*** Text block ***
Additionally, there are increasing interests in studying brain signal complexity and its relationship with genetic polymorphisms. For example, brain-derived neurotrophic factor (BDNF) is a widely expressed neurotrophin in the brain and is crucial to neural plasticity. The BDNF Val66Met single-nucleotide polymorphism is associated with mood, stress, and pain conditions. In this Research Topic, Low et al. found that brain complexity alterations were associated with the interactions of BDNF Val66Met polymorphism and menstrual pain experience, suggesting that pain experience preponderantly affects the effect of BDNF Val66Met polymorphism on brain complexity.
An important, yet overlooked issue in non-linear analysis of brain signal dynamics is the choice of parameters in these non-linear methods. For example, there are several parameters that need to be determined when estimating the entropy of brain signal, and the choice of parameter may affect the reliability of entropy estimates. Yang et al. illustrate a general strategy for selecting entropy parameters to reduce the bias of entropy estimates in resting-state fMRI signals. In this paper, they present a minimizing error approach to reduce the bias of entropy estimates in resting-state fMRI data. The strategy explored a range of parameters that minimized the relative error of entropy of resting-state fMRI signals in cerebrospinal fluids where minimal physiologic information was present, and applied these parameters to calculate entropy of resting signals in gray matter regions. This strategy may help minimize the error of entropy estimates for future studies on the non-linear analysis of relatively short resting-state fMRI signals (Yang et al.).
Finally, an important question is: what are the physiologic mechanisms of brain signal complexity? Billings et al. proposes to represent resting-state fMRI signal as multiple processes occurring over multiple time scales, which could potentially implicate in the physiological mechanisms of brain signal complexity. Importantly, Wang et al. investigated the neurophysiological underpinnings of the complexity of electrophysiology and resting-state fMRI signals and their relations to functional connectivity. They found that regional neural complexity and network functional connectivity may be two related aspects of the brain’s information processing—the more complex the regional neural activity, the higher functional connectivity this region has with other brain regions. Wang et al. propose that the complexity of regional neural signals may serve as an index of the brain’s capacity of information processing—increased complexity may indicate greater transition or exploration between different states of brain networks, thereby indicating a greater propensity for information processing.
Overall, this Research Topic focuses on the theoretic and quantitative analysis of brain complexity in normal mental functions, as well as how it changes with neuropsychiatric diseases by using electrophysiological recordings or functional brain imaging data. These studies can provide a novel computational approach for extracting the fundamental features of the human brain. We anticipate that these approaches will provide better characterization of the heterogeneity of neuropsychiatric diseases and will highlight a subset of dynamical brain markers that will lead to translational research utilizing these complexity methods for understanding complex brain functions.
*** End of Text block ***
*** Given information ***
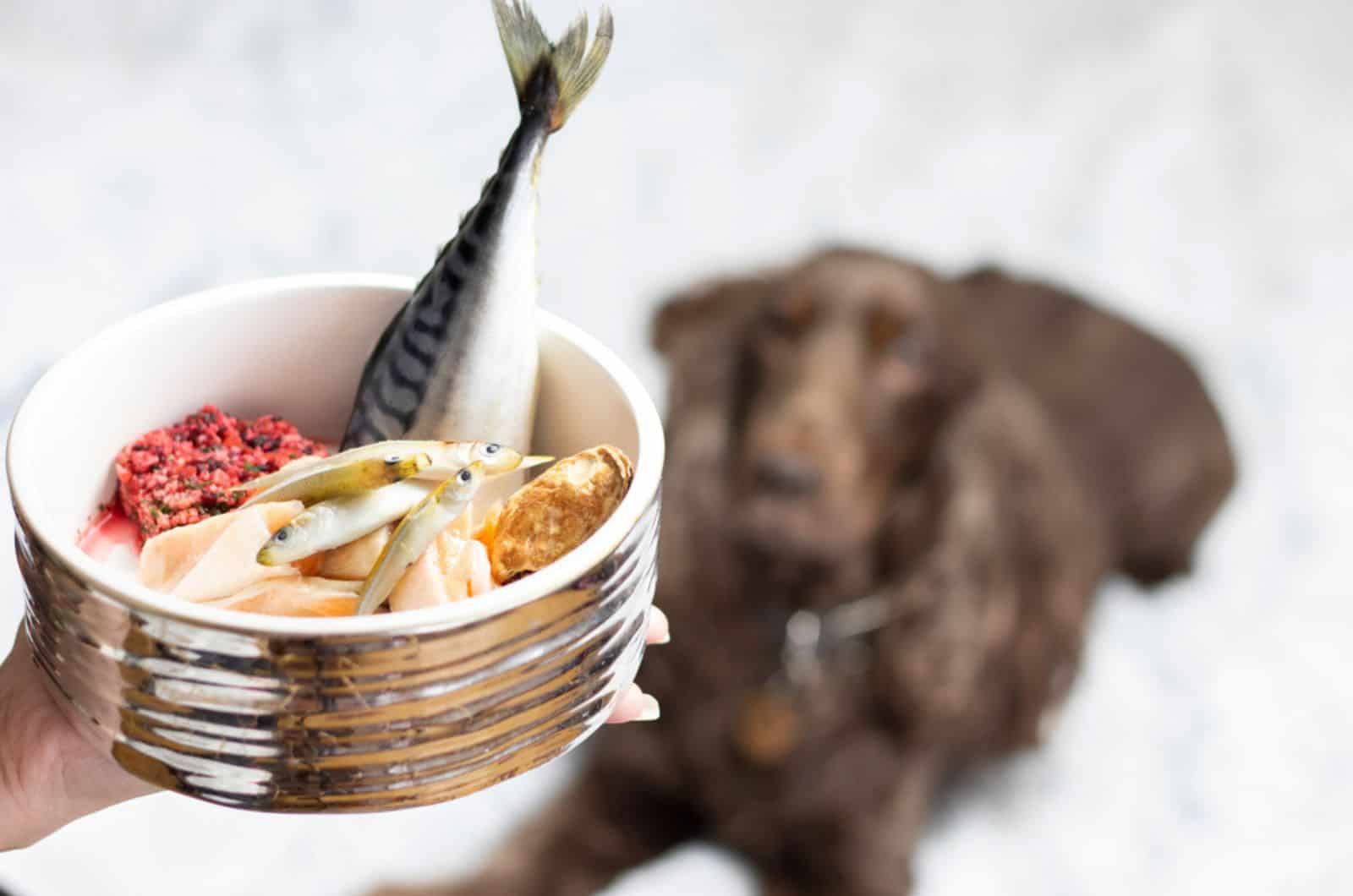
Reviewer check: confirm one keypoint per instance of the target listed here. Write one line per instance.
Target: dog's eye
(893, 337)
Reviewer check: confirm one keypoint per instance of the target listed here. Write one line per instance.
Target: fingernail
(660, 619)
(651, 711)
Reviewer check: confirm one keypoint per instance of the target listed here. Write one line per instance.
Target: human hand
(52, 776)
(635, 706)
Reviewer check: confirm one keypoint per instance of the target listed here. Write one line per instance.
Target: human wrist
(19, 822)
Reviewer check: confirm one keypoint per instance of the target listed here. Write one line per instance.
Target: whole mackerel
(459, 359)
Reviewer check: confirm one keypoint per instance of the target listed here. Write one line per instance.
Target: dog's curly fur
(983, 451)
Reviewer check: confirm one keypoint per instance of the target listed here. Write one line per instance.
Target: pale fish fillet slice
(474, 569)
(184, 560)
(353, 560)
(295, 596)
(430, 582)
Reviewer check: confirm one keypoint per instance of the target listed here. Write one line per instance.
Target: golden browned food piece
(558, 511)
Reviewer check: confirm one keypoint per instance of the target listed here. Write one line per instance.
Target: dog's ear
(714, 309)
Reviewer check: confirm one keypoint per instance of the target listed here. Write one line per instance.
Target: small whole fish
(321, 482)
(416, 533)
(446, 459)
(459, 359)
(331, 524)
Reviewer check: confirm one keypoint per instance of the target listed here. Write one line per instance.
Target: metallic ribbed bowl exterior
(342, 723)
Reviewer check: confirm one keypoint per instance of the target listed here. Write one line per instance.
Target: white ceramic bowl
(320, 713)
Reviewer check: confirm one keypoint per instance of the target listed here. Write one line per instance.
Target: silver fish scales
(459, 360)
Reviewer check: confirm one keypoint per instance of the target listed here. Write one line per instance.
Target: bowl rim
(561, 574)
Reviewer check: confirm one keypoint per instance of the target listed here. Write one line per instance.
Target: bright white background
(1187, 162)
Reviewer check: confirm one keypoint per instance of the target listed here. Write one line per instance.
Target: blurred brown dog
(890, 501)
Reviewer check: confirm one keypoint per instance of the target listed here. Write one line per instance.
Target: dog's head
(838, 373)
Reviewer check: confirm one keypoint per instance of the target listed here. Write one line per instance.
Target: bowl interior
(291, 347)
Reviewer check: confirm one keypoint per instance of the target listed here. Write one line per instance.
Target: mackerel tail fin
(551, 78)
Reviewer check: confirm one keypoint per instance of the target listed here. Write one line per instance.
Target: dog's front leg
(857, 844)
(617, 815)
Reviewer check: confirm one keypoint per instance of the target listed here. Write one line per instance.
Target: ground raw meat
(191, 472)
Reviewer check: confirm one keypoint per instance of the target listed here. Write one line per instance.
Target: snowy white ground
(1187, 162)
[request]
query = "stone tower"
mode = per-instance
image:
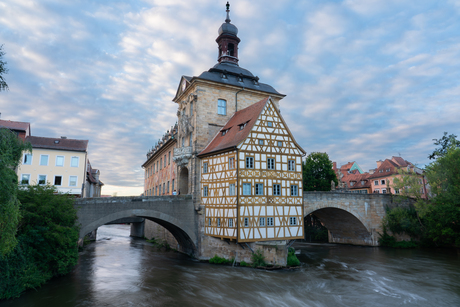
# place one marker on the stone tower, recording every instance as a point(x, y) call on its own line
point(206, 102)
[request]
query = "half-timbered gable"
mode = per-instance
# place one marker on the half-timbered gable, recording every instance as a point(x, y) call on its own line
point(252, 178)
point(218, 186)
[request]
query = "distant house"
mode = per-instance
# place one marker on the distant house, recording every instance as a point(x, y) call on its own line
point(383, 176)
point(61, 162)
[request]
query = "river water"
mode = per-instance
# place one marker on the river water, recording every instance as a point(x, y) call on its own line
point(118, 270)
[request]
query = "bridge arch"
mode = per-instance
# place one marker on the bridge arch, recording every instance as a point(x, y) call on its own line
point(174, 213)
point(343, 226)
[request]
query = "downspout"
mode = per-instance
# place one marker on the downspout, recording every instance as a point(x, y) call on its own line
point(236, 99)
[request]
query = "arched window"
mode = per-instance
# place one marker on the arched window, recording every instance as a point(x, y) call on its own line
point(222, 107)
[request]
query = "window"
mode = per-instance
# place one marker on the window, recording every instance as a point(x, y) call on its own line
point(41, 179)
point(58, 180)
point(246, 189)
point(25, 179)
point(73, 181)
point(261, 221)
point(44, 160)
point(249, 162)
point(291, 165)
point(205, 167)
point(259, 189)
point(74, 161)
point(231, 189)
point(276, 189)
point(294, 190)
point(27, 159)
point(270, 163)
point(269, 221)
point(231, 163)
point(221, 107)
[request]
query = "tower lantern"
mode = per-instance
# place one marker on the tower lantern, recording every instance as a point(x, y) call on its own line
point(228, 41)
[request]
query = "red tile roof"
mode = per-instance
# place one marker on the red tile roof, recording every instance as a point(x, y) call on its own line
point(58, 143)
point(358, 180)
point(234, 135)
point(21, 126)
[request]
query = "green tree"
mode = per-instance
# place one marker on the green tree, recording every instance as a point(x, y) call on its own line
point(318, 173)
point(3, 70)
point(47, 241)
point(446, 142)
point(11, 148)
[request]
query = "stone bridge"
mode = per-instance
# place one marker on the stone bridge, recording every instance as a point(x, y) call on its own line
point(175, 213)
point(351, 218)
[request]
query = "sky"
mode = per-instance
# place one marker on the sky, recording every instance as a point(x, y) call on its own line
point(365, 79)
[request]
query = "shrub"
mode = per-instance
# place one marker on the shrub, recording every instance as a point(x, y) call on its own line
point(47, 241)
point(258, 259)
point(219, 260)
point(292, 258)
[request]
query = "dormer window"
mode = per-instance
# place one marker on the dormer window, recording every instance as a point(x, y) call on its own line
point(243, 125)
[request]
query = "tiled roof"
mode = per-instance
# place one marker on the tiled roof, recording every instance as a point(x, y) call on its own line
point(234, 135)
point(387, 168)
point(21, 126)
point(58, 143)
point(400, 161)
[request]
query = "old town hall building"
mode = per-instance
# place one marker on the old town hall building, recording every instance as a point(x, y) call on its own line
point(233, 152)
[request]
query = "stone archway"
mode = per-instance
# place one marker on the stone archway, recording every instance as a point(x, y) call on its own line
point(183, 181)
point(344, 227)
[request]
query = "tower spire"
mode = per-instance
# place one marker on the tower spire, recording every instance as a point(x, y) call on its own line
point(228, 13)
point(228, 41)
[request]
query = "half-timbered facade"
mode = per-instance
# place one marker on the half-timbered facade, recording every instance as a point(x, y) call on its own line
point(251, 182)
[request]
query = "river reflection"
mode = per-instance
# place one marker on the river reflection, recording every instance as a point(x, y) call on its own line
point(121, 271)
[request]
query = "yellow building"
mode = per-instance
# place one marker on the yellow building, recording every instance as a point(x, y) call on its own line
point(60, 162)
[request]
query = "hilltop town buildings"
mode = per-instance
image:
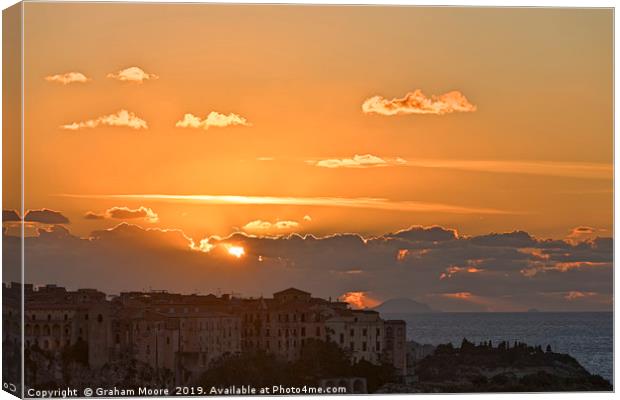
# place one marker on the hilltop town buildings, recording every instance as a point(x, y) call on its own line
point(185, 333)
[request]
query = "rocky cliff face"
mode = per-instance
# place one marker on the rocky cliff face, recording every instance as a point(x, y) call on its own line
point(46, 370)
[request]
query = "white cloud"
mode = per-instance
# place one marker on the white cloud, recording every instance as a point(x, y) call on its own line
point(69, 77)
point(357, 161)
point(132, 74)
point(417, 102)
point(121, 118)
point(263, 226)
point(214, 119)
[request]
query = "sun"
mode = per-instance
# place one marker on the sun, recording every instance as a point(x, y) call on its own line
point(236, 251)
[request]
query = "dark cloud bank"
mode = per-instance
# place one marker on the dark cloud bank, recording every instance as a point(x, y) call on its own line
point(498, 271)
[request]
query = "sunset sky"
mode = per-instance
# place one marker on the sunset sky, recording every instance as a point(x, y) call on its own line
point(272, 120)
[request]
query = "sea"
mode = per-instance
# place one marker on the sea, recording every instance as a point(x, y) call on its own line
point(587, 336)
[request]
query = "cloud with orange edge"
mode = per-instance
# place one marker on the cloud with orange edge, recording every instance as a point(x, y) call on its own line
point(213, 119)
point(132, 74)
point(574, 295)
point(417, 102)
point(125, 213)
point(266, 226)
point(122, 118)
point(359, 300)
point(67, 78)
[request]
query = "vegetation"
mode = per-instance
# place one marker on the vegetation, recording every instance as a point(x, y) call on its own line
point(485, 368)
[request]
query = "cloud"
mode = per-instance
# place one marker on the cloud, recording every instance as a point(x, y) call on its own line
point(125, 213)
point(120, 118)
point(46, 216)
point(359, 300)
point(132, 74)
point(580, 233)
point(10, 216)
point(543, 168)
point(485, 272)
point(417, 102)
point(214, 119)
point(69, 77)
point(425, 234)
point(258, 226)
point(358, 161)
point(574, 295)
point(356, 202)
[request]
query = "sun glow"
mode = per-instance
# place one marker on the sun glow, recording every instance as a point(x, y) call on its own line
point(236, 251)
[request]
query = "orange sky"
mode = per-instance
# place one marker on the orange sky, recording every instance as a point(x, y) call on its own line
point(535, 154)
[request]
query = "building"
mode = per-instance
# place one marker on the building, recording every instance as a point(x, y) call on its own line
point(56, 319)
point(360, 332)
point(186, 333)
point(396, 345)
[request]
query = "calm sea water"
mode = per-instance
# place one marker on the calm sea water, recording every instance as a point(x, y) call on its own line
point(586, 336)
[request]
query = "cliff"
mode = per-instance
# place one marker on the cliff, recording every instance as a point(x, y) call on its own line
point(505, 368)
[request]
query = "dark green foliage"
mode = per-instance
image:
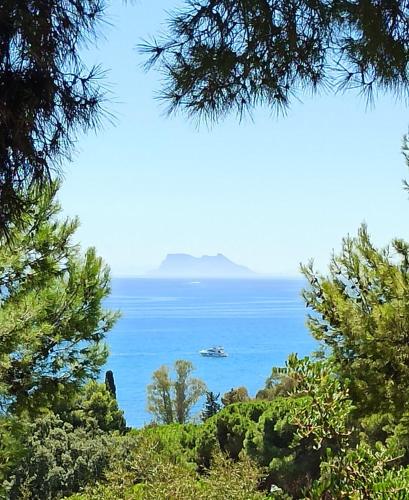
*** End of Given information ***
Exercise 1. Copy out everything in the passage on brain signal complexity from "Additionally, there are" down to "on brain complexity.".
Exercise 2. According to the passage on brain signal complexity, what approach did Yang et al. present to reduce the bias of entropy estimates in resting-state fMRI data?
Exercise 3.
Do these statements agree with the passage on brain signal complexity? Answer yes or no for each, and quote the words that decide it.
(a) BDNF is crucial to neural plasticity.
(b) Yang et al. chose parameters by minimizing the relative error of entropy of signals in gray matter regions.
(c) Wang et al. found that more complex regional neural activity goes with lower functional connectivity to other brain regions.

Answer box 1.
Additionally, there are increasing interests in studying brain signal complexity and its relationship with genetic polymorphisms. For example, brain-derived neurotrophic factor (BDNF) is a widely expressed neurotrophin in the brain and is crucial to neural plasticity. The BDNF Val66Met single-nucleotide polymorphism is associated with mood, stress, and pain conditions. In this Research Topic, Low et al. found that brain complexity alterations were associated with the interactions of BDNF Val66Met polymorphism and menstrual pain experience, suggesting that pain experience preponderantly affects the effect of BDNF Val66Met polymorphism on brain complexity.

Answer box 2. A minimizing error approach.

Answer box 3.
(a) Yes: "brain-derived neurotrophic factor (BDNF) is a widely expressed neurotrophin in the brain and is crucial to neural plasticity"
(b) No: "minimized the relative error of entropy of resting-state fMRI signals in cerebrospinal fluids where minimal physiologic information was present, and applied these parameters to calculate entropy of resting signals in gray matter regions"
(c) No: "the more complex the regional neural activity, the higher functional connectivity this region has with other brain regions"